Give an exact copy of the lines from the beginning of the listing below to the "Target: shadow on gravel" line, inclusive.

►

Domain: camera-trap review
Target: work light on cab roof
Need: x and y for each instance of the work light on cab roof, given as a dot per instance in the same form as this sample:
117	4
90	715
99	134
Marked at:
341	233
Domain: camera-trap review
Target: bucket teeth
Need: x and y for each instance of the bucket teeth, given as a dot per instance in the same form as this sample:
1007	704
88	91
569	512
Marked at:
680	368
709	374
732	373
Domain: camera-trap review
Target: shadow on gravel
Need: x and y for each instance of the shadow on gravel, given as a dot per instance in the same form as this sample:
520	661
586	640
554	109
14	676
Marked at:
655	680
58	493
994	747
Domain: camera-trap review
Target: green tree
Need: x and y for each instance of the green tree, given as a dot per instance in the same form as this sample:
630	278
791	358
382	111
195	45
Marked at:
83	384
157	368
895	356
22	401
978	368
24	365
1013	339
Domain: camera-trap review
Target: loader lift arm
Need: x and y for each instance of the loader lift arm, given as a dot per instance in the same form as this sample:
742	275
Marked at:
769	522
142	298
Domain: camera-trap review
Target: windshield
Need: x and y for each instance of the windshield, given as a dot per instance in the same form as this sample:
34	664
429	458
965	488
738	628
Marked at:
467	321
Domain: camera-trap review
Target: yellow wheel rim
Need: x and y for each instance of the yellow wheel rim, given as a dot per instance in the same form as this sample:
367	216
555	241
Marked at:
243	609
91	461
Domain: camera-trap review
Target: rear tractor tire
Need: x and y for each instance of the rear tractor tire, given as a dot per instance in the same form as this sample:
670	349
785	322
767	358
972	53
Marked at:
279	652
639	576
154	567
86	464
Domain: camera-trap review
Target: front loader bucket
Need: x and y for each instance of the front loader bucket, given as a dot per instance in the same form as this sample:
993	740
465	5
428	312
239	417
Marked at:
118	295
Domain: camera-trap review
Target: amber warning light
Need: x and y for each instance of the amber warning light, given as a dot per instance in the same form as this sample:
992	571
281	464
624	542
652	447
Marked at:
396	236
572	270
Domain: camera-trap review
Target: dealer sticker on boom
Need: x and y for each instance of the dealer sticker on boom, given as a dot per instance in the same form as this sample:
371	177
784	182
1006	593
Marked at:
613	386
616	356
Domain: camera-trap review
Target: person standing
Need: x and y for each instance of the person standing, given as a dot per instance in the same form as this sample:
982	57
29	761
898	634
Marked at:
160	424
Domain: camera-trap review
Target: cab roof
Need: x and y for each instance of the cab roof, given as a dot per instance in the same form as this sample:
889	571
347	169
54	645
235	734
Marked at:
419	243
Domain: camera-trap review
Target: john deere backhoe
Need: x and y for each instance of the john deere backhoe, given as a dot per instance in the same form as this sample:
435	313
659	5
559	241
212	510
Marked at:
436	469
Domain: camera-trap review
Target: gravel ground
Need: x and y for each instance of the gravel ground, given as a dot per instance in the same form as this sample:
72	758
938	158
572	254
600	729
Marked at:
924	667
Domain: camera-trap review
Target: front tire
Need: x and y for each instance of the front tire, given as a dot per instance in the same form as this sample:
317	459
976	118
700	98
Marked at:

◄

**WRITTEN RESPONSE:**
Domain: camera-trap review
Target: work light on cab roof
Need: x and y for each instance of the work light on cab roof, given as a dot per instance in the same form as this sample:
117	4
90	715
99	134
Marked at:
341	233
Domain: camera-trap review
Target: bucket teeth
Need: x and y for each instance of the bucket teeth, given as a dot per instance in the same form as this sample:
1007	704
88	91
569	512
Marked at:
680	368
709	374
732	373
Domain: camera-trap review
Target: shadow on gravel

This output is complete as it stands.